Requirements - Return each line below that contains the word "frame".

§

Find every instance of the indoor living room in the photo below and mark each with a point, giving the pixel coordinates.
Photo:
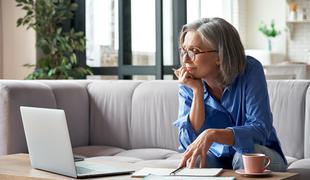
(107, 82)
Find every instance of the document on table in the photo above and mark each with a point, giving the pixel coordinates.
(198, 172)
(155, 177)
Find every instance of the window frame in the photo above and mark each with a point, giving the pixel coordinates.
(125, 69)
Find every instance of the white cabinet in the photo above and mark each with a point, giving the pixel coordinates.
(287, 71)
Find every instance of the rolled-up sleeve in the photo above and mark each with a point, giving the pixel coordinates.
(186, 132)
(256, 125)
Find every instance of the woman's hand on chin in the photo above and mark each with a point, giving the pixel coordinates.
(186, 78)
(198, 148)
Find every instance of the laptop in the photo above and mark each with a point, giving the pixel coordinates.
(50, 147)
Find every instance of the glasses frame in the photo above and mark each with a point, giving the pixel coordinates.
(191, 54)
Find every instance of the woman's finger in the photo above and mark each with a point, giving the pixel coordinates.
(186, 155)
(193, 159)
(203, 159)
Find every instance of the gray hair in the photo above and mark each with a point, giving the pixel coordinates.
(221, 36)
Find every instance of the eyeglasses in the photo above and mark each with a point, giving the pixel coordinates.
(191, 54)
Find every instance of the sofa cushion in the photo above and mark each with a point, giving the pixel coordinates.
(92, 151)
(287, 100)
(110, 112)
(302, 167)
(302, 163)
(13, 95)
(290, 159)
(155, 108)
(148, 153)
(72, 97)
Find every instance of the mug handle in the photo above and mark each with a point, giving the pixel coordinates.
(269, 161)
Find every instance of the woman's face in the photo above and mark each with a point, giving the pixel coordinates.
(205, 63)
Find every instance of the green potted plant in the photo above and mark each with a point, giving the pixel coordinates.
(57, 46)
(269, 31)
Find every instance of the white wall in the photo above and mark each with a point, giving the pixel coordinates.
(18, 43)
(266, 10)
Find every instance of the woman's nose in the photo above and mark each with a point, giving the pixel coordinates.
(186, 58)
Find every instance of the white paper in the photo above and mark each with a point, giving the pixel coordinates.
(184, 172)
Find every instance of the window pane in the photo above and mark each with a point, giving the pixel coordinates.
(197, 9)
(141, 77)
(143, 32)
(167, 36)
(102, 32)
(168, 77)
(99, 77)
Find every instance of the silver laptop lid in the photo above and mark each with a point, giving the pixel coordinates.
(48, 140)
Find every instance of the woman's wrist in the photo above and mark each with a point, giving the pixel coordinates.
(198, 91)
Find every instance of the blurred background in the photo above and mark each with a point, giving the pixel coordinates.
(138, 39)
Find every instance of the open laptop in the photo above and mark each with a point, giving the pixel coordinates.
(50, 147)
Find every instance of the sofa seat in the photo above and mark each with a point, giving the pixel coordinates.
(92, 151)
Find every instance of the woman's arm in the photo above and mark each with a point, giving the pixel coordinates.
(202, 144)
(197, 113)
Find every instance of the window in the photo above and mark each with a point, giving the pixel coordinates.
(102, 33)
(138, 39)
(209, 8)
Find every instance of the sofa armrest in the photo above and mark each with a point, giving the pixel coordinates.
(13, 94)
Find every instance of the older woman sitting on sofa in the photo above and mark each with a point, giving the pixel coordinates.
(224, 108)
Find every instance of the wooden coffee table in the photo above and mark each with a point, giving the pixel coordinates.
(17, 167)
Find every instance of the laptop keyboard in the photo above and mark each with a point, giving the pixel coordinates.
(82, 170)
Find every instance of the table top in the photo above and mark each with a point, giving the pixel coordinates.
(18, 167)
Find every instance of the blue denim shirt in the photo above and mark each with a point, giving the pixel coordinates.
(244, 108)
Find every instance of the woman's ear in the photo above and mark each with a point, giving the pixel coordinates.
(217, 61)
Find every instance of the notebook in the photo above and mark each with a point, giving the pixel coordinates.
(199, 172)
(155, 177)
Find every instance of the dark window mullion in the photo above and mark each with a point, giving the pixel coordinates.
(179, 19)
(159, 39)
(125, 53)
(79, 25)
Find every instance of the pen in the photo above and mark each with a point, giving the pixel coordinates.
(175, 171)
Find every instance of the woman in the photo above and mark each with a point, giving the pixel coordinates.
(224, 108)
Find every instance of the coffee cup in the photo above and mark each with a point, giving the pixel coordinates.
(255, 162)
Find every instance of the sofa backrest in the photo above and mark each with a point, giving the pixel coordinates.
(154, 108)
(110, 112)
(136, 114)
(288, 100)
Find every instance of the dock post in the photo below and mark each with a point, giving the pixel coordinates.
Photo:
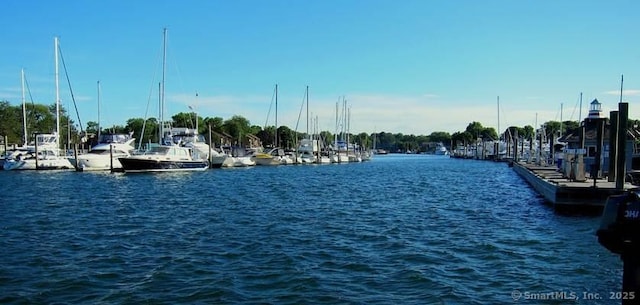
(36, 150)
(111, 158)
(619, 232)
(210, 144)
(613, 146)
(75, 157)
(595, 171)
(623, 113)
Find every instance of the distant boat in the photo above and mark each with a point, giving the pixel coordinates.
(105, 155)
(48, 150)
(380, 151)
(167, 156)
(163, 158)
(441, 150)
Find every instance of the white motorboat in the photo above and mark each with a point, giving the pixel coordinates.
(105, 155)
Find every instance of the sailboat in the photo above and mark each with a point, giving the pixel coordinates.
(276, 155)
(106, 153)
(44, 153)
(167, 156)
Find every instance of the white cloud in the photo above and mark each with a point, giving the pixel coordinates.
(627, 92)
(419, 115)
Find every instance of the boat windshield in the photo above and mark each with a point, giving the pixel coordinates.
(158, 150)
(113, 138)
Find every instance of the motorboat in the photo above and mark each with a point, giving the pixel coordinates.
(163, 158)
(106, 154)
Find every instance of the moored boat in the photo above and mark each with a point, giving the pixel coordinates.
(163, 158)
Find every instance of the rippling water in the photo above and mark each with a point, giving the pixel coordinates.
(401, 229)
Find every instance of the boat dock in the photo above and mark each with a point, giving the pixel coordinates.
(567, 195)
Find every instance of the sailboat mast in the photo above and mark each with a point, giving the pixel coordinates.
(55, 41)
(308, 112)
(24, 110)
(275, 143)
(621, 84)
(499, 130)
(561, 106)
(98, 110)
(164, 63)
(335, 136)
(580, 112)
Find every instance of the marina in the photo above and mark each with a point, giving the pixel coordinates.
(567, 195)
(378, 232)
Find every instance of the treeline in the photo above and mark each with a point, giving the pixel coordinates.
(236, 130)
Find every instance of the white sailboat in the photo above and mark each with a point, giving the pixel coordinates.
(164, 157)
(276, 155)
(46, 149)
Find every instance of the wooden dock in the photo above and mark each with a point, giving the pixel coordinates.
(564, 194)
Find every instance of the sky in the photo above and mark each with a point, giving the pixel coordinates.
(409, 66)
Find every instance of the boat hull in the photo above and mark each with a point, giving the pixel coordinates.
(135, 165)
(30, 164)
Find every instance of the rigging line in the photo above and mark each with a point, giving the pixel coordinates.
(574, 109)
(175, 64)
(146, 111)
(31, 113)
(300, 113)
(269, 112)
(66, 73)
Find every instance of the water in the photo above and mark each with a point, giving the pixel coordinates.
(401, 229)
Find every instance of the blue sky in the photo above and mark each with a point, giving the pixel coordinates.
(411, 67)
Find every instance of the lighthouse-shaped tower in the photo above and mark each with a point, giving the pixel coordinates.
(595, 110)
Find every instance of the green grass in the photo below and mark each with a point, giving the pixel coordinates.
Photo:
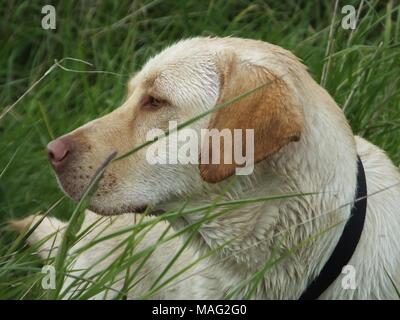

§

Result -
Find every instance of the window frame in the photo above and mark each with a point, giving the pixel coordinates.
Find every instance of the glasses frame in the photo above and mark each with a point, giving the pixel coordinates.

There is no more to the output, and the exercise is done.